_Problem description:_
Pick out every line in the items that holds the word "giraffe" and copy each such line in full.

(Pointing records)
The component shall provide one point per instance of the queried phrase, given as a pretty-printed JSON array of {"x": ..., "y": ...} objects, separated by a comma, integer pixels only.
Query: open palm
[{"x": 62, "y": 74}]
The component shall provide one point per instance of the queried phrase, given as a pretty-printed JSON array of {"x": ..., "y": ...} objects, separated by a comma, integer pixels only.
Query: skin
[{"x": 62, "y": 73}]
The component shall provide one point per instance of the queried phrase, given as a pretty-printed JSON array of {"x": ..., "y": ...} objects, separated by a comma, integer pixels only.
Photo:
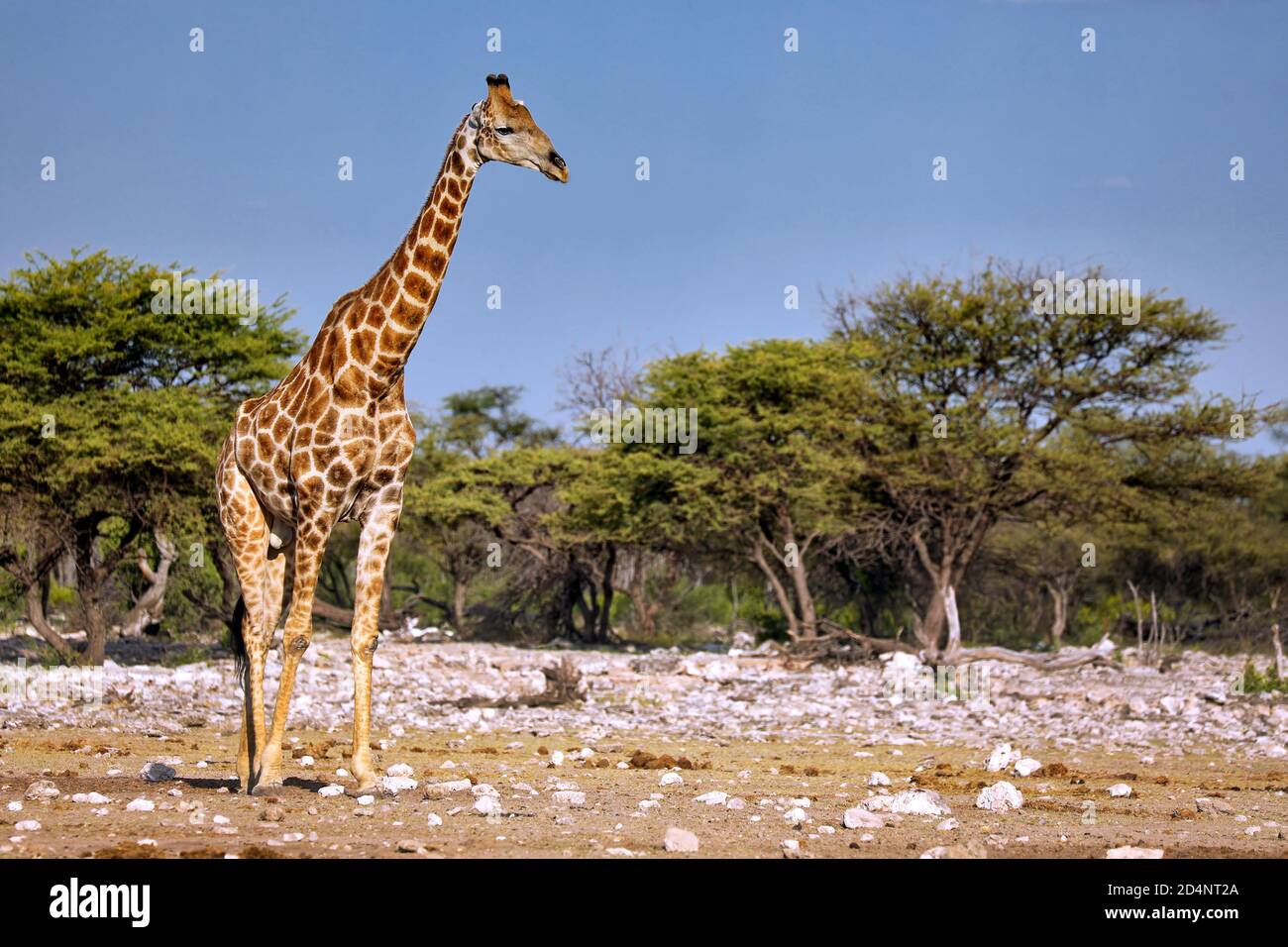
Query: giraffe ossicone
[{"x": 333, "y": 442}]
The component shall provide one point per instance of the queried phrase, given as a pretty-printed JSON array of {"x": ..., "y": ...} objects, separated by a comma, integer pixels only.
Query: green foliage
[{"x": 1256, "y": 682}]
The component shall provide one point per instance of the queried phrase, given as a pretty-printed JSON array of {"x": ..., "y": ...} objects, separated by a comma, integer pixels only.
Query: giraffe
[{"x": 333, "y": 442}]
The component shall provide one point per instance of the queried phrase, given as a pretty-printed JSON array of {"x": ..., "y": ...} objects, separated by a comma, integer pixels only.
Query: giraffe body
[{"x": 333, "y": 442}]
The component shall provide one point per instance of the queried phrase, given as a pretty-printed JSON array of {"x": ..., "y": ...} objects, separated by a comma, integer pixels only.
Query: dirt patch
[{"x": 198, "y": 815}]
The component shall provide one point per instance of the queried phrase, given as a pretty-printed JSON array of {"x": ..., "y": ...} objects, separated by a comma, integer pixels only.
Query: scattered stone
[
  {"x": 393, "y": 785},
  {"x": 1132, "y": 852},
  {"x": 915, "y": 801},
  {"x": 1001, "y": 796},
  {"x": 971, "y": 849},
  {"x": 1026, "y": 767},
  {"x": 441, "y": 789},
  {"x": 1001, "y": 758},
  {"x": 1214, "y": 805},
  {"x": 858, "y": 817},
  {"x": 42, "y": 789},
  {"x": 158, "y": 772},
  {"x": 679, "y": 840}
]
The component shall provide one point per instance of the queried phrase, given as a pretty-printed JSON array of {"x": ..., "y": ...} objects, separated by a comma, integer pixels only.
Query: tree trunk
[
  {"x": 1060, "y": 611},
  {"x": 459, "y": 589},
  {"x": 149, "y": 607},
  {"x": 785, "y": 602},
  {"x": 37, "y": 616}
]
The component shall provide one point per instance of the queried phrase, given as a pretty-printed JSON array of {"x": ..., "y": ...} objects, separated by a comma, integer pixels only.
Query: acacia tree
[
  {"x": 776, "y": 431},
  {"x": 111, "y": 415},
  {"x": 982, "y": 407}
]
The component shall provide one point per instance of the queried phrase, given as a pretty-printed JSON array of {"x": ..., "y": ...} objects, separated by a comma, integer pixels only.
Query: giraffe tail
[{"x": 236, "y": 639}]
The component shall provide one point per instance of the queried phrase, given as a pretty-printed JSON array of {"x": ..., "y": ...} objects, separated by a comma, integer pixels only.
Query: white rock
[
  {"x": 42, "y": 789},
  {"x": 858, "y": 817},
  {"x": 679, "y": 840},
  {"x": 1001, "y": 796},
  {"x": 910, "y": 802},
  {"x": 1026, "y": 767},
  {"x": 441, "y": 789},
  {"x": 1001, "y": 758},
  {"x": 1132, "y": 852}
]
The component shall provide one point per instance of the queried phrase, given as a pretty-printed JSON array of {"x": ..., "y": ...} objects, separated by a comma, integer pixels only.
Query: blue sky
[{"x": 767, "y": 167}]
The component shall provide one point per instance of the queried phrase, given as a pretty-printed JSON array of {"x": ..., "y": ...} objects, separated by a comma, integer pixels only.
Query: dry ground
[{"x": 1054, "y": 822}]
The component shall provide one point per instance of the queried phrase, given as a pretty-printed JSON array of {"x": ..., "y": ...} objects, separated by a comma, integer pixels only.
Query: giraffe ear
[{"x": 498, "y": 86}]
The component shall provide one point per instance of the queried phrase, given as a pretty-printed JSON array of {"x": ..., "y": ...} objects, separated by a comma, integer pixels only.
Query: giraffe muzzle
[{"x": 555, "y": 167}]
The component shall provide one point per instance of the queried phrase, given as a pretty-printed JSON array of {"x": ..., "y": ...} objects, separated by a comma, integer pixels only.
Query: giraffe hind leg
[{"x": 246, "y": 531}]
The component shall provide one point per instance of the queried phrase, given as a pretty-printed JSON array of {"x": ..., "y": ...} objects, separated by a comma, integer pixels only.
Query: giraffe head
[{"x": 507, "y": 133}]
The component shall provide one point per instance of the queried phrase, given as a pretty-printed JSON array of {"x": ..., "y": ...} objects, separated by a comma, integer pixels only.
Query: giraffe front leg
[
  {"x": 377, "y": 532},
  {"x": 295, "y": 642}
]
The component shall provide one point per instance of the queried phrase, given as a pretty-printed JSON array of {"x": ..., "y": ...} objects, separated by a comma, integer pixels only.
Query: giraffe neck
[{"x": 397, "y": 300}]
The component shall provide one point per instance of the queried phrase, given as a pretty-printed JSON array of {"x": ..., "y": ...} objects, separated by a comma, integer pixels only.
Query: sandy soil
[
  {"x": 1206, "y": 764},
  {"x": 1054, "y": 821}
]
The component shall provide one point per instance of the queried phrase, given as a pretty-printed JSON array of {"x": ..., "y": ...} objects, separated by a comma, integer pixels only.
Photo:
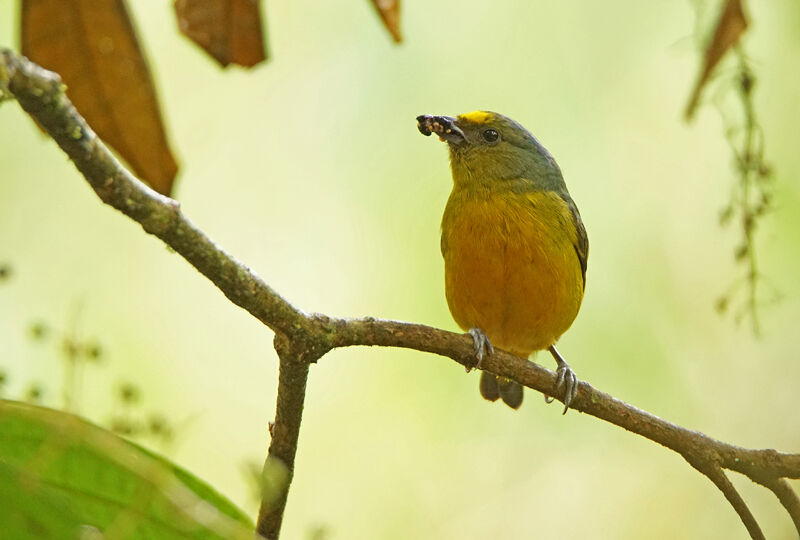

_Task solution:_
Query: giraffe ossicone
Query: giraffe
Query: giraffe body
Query: giraffe tail
Query: giraffe ear
Query: giraffe muzzle
Query: giraffe hind leg
Query: giraffe head
Query: giraffe front leg
Query: giraffe neck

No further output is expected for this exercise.